_Short task_
Repeat the items below verbatim, from their very first line through the line that contains "column 617, row 105", including both of those lines.

_Data_
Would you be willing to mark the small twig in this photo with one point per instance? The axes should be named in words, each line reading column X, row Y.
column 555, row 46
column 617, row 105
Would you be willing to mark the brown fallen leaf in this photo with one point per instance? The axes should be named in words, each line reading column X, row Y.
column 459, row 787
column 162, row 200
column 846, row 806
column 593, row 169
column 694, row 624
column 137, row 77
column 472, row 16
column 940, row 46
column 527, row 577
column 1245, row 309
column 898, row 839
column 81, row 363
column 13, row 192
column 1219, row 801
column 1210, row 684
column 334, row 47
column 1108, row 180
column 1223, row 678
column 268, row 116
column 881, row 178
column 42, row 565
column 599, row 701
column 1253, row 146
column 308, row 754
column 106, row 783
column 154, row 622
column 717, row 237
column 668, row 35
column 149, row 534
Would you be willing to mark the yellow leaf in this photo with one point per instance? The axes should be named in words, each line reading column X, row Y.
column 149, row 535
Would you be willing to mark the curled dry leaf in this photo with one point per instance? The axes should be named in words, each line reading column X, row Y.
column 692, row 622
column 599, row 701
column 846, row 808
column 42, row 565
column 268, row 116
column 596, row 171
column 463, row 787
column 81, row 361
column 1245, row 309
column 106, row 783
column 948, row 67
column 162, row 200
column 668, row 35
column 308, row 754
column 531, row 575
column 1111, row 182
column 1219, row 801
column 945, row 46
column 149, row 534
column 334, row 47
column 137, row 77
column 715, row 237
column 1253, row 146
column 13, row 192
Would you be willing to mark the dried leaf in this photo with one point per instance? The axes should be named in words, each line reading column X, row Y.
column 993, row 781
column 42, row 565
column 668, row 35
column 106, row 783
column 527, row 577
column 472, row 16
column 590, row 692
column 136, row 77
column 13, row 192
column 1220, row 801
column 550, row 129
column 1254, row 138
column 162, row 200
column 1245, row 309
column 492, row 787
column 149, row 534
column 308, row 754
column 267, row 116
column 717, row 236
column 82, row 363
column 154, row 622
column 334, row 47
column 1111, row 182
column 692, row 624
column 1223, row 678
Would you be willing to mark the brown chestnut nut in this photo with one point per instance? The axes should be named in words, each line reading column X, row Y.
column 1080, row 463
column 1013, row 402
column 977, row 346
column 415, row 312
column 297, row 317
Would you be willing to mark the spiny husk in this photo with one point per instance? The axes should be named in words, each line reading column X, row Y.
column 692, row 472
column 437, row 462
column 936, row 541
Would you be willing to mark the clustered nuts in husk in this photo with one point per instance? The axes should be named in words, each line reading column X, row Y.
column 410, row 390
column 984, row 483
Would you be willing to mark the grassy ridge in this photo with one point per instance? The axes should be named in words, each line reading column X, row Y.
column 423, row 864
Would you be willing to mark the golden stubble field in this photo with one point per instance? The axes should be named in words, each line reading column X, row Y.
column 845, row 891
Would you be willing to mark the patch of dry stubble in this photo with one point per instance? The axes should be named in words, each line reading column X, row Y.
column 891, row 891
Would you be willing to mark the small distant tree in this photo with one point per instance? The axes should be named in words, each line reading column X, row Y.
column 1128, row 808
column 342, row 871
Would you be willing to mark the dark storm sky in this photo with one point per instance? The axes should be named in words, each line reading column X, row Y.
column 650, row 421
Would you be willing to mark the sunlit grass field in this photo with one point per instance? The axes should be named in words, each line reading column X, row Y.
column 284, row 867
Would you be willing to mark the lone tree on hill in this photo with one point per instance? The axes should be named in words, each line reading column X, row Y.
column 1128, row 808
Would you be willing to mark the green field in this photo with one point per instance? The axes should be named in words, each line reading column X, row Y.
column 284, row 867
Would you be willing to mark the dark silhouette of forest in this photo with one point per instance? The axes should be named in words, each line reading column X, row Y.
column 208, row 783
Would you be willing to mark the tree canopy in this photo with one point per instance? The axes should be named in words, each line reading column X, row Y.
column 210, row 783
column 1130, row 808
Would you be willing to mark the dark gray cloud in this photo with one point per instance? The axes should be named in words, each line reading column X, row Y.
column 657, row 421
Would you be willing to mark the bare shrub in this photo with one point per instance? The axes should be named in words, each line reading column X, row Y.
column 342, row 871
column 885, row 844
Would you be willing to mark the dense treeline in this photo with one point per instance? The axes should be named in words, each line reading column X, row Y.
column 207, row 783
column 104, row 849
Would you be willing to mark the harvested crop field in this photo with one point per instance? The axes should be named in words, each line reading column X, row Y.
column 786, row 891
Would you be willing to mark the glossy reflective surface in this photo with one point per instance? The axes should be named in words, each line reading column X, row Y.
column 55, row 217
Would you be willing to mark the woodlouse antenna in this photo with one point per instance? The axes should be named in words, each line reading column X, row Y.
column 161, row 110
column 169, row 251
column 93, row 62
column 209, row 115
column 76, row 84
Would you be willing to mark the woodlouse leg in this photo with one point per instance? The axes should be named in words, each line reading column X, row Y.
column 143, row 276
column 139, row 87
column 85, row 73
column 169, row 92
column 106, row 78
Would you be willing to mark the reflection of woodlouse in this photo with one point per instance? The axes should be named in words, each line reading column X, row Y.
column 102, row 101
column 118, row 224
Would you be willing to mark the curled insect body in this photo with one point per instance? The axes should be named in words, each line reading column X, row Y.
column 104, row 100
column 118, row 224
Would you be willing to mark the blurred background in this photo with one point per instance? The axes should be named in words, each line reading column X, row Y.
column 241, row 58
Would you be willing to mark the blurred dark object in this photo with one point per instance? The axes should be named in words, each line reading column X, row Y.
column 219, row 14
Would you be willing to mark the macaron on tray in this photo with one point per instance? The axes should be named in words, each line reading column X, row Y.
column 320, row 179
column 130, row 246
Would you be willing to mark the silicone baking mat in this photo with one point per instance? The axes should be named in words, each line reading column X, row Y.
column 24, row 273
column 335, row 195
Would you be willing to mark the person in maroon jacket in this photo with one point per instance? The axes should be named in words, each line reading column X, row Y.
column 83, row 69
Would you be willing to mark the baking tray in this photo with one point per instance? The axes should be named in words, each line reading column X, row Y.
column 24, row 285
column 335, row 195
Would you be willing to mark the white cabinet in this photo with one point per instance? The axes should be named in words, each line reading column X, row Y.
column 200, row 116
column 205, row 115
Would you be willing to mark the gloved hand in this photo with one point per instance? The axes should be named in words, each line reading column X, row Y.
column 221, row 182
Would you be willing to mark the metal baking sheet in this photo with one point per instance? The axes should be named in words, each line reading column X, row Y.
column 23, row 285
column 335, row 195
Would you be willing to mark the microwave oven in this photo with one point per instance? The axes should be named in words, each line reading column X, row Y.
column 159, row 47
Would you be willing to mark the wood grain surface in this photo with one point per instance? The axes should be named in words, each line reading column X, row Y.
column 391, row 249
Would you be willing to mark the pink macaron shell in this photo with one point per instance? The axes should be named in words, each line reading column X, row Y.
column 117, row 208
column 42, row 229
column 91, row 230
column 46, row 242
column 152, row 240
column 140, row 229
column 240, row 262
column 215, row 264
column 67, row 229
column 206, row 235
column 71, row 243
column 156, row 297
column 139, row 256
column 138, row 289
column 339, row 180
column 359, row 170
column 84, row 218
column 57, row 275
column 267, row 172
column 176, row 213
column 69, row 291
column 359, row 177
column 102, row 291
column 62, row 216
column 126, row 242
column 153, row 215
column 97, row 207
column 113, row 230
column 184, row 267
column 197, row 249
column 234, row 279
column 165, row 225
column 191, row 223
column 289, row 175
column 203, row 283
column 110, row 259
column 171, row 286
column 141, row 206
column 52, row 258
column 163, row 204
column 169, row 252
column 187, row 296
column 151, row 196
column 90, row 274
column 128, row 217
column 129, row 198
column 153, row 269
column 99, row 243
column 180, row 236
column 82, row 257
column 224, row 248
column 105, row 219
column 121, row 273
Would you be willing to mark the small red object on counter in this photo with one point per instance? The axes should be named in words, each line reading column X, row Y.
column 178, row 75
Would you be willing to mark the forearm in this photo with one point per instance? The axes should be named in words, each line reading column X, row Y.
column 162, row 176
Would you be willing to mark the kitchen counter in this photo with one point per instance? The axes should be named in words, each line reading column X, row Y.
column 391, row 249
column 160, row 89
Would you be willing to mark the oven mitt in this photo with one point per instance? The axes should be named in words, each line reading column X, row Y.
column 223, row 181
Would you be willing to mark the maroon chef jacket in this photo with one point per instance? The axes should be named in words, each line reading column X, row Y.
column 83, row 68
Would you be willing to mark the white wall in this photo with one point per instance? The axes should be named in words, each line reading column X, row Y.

_Answer to this problem_
Would you be willing to mark the small twig in this photo with one point per instance? The axes should be named in words, each line reading column X, row Y.
column 555, row 46
column 617, row 105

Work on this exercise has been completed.